EXERCISE DESCRIPTION: In the transcript excerpt on code and modularity, what does the speaker say people who refactor their code to be more modular actually see?
PAGE EXCERPT Block Start
So, I’m not sure what you’re telling someone who is placing those kinds of bet other than if you really think this is going to be around for a while, you know, the a sustainable model might be something that you want to think about. It means he or she, they’re employing a commando model, I think I’ve already alluded in the fact that you kind of like people who care about this kind of stuff and who know how to do it in order to go down that road.
It certainly means you’re not employing the infantry model. You’re not doing human wave. This is much better way to get mud. But you’re kind of making a bet that you’re going to be around long enough to glean some of the benefits because it’s not clear you’re any faster out of the gate than people who just pedal to the metal start mudslinging. But there’s some evidence out there now that people who manage to refactor their code, get it more modular actually see lower change costs than the groups that haven’t.
PAGE EXCERPT Block End
DATASET RECORDS Block Start
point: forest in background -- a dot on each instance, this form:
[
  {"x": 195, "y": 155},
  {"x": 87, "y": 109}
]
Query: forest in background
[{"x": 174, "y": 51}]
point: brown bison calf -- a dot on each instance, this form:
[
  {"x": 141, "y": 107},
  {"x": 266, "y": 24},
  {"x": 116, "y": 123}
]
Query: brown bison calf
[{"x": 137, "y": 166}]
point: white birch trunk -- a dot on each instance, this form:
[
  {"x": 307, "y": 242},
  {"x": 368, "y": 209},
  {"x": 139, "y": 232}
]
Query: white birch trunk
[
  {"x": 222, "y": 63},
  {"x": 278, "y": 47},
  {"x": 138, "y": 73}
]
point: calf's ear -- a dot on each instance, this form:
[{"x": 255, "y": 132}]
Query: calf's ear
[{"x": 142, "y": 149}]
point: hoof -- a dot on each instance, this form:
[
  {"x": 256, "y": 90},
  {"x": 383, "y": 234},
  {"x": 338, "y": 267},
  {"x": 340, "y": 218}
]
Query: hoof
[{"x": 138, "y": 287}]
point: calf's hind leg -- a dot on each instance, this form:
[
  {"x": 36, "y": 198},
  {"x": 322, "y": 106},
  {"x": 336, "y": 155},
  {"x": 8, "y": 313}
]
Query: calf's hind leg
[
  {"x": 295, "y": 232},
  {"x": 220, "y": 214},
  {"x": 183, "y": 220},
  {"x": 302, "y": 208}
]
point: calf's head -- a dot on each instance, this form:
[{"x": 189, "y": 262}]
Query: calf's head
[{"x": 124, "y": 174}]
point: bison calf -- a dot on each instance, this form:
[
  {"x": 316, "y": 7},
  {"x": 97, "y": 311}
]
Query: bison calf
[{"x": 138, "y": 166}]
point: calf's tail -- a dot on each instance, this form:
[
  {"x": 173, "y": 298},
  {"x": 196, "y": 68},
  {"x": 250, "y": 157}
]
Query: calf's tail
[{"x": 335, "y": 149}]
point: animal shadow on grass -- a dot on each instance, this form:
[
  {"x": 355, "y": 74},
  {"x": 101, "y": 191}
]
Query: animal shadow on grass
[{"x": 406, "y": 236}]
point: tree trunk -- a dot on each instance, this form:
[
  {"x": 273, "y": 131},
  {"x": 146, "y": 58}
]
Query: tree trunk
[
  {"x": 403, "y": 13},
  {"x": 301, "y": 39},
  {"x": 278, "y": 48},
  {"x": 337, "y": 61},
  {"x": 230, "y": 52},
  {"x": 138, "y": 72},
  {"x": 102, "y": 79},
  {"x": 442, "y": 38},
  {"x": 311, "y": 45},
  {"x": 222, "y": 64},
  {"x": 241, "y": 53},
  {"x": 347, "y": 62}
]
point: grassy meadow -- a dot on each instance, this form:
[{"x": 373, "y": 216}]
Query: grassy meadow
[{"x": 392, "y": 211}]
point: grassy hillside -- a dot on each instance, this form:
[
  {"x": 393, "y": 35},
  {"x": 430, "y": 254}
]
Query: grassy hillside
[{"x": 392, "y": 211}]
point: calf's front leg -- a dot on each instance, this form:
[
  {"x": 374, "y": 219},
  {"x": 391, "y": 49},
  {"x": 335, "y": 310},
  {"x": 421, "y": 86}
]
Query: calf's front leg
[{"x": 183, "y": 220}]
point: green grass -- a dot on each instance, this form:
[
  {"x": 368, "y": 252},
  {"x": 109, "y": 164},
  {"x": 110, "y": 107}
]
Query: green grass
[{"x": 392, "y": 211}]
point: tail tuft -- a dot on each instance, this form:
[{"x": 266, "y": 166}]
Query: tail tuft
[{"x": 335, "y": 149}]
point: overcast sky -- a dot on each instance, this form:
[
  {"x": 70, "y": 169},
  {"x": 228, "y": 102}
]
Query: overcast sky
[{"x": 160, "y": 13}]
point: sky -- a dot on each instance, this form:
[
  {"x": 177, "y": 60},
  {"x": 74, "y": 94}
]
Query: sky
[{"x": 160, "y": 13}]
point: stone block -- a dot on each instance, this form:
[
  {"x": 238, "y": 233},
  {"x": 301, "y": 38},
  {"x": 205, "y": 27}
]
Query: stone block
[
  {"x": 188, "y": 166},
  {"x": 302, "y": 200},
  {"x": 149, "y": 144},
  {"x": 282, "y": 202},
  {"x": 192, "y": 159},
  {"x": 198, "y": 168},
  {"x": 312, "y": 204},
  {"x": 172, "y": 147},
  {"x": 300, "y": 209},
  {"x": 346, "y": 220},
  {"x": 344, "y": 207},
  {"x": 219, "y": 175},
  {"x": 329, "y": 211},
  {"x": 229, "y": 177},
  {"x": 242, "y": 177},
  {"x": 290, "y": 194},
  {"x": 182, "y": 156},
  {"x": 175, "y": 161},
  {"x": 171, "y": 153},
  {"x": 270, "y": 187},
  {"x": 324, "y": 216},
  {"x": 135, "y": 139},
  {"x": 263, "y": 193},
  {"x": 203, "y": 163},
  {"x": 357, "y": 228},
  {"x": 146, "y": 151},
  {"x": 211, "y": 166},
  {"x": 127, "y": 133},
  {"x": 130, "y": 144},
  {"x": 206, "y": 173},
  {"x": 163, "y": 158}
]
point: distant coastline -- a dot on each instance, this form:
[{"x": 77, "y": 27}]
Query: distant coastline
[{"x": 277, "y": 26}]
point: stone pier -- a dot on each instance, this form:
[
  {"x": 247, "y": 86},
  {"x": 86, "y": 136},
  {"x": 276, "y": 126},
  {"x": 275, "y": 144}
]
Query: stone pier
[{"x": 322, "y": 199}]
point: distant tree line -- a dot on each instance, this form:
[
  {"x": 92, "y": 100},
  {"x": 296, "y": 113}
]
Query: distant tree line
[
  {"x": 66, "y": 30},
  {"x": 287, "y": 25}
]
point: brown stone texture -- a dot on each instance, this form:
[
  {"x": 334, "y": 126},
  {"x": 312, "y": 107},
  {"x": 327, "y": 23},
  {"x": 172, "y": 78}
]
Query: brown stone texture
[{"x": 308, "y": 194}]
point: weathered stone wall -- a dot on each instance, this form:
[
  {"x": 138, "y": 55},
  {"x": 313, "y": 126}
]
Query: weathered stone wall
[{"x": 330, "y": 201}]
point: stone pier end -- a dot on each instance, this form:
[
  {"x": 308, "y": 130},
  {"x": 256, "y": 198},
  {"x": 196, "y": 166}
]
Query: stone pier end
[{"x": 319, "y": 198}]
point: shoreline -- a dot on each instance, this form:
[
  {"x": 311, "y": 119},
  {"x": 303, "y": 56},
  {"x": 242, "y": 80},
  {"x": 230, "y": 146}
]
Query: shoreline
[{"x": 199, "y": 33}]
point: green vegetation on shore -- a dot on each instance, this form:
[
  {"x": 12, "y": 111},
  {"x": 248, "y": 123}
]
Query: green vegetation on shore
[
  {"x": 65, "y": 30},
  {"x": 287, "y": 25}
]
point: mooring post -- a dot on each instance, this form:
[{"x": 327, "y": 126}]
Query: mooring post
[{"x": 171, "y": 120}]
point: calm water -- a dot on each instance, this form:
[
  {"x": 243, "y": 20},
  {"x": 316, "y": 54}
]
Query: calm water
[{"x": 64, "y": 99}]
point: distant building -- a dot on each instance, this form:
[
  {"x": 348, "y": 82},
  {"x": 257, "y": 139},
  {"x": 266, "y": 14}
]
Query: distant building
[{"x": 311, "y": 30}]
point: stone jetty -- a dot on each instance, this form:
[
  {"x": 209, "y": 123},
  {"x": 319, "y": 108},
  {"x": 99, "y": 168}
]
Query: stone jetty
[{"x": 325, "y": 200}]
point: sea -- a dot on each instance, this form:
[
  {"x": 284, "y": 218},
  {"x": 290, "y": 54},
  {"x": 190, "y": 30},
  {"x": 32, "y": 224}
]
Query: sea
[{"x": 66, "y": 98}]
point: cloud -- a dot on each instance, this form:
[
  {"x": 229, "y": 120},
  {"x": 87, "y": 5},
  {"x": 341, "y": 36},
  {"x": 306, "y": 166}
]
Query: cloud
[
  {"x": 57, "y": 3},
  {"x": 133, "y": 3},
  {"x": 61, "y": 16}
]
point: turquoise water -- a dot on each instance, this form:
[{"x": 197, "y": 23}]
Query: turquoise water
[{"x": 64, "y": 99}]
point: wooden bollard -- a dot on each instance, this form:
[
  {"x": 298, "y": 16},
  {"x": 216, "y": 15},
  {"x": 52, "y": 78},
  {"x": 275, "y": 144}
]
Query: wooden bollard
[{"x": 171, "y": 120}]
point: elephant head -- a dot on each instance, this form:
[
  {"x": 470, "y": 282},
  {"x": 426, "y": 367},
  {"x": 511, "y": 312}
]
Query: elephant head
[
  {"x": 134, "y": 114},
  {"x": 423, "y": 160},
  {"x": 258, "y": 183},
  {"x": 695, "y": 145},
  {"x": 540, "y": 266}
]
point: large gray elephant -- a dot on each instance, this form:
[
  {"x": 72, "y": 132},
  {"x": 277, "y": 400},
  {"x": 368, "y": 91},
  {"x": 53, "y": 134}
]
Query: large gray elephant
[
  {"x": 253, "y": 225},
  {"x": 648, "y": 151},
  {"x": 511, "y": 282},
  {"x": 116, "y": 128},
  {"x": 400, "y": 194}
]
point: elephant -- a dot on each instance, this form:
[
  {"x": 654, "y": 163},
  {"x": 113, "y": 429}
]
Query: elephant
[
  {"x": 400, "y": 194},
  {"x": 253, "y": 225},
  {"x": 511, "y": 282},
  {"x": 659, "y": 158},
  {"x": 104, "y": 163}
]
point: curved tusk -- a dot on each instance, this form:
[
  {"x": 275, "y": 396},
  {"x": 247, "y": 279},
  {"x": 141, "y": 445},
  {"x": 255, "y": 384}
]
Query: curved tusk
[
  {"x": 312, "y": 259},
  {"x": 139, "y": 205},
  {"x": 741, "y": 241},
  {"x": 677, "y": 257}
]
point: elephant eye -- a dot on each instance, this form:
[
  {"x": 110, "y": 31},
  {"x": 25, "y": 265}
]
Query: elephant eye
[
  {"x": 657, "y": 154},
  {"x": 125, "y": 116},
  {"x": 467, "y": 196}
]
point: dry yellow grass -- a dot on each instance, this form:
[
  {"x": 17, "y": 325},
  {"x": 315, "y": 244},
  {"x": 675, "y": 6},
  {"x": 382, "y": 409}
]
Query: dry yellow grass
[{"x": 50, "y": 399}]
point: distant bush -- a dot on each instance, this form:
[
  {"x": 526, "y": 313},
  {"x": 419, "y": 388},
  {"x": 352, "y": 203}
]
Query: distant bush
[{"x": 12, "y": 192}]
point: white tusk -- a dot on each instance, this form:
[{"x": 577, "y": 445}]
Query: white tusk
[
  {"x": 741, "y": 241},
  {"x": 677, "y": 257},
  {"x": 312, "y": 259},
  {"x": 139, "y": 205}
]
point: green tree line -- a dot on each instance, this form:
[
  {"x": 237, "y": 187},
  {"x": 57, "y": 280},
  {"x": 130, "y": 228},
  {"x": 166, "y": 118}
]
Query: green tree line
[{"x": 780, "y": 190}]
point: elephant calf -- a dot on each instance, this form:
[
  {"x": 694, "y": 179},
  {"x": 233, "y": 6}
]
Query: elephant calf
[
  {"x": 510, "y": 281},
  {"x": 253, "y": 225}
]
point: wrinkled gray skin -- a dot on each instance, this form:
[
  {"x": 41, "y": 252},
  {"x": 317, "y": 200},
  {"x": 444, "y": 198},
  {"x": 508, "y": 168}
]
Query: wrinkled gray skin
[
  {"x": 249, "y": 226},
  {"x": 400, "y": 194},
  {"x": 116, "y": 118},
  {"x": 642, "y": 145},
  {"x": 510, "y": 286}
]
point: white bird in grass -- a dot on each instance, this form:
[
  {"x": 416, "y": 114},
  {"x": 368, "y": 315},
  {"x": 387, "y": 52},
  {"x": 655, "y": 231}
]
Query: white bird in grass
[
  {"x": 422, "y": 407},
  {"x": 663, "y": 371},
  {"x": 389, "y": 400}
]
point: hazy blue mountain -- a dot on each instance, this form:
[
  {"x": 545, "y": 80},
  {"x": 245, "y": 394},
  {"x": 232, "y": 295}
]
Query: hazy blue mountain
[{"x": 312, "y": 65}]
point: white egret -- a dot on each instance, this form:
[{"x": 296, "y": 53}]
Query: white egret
DATASET RECORDS Block End
YOUR SOLUTION: They see lower change costs than the groups that haven't refactored.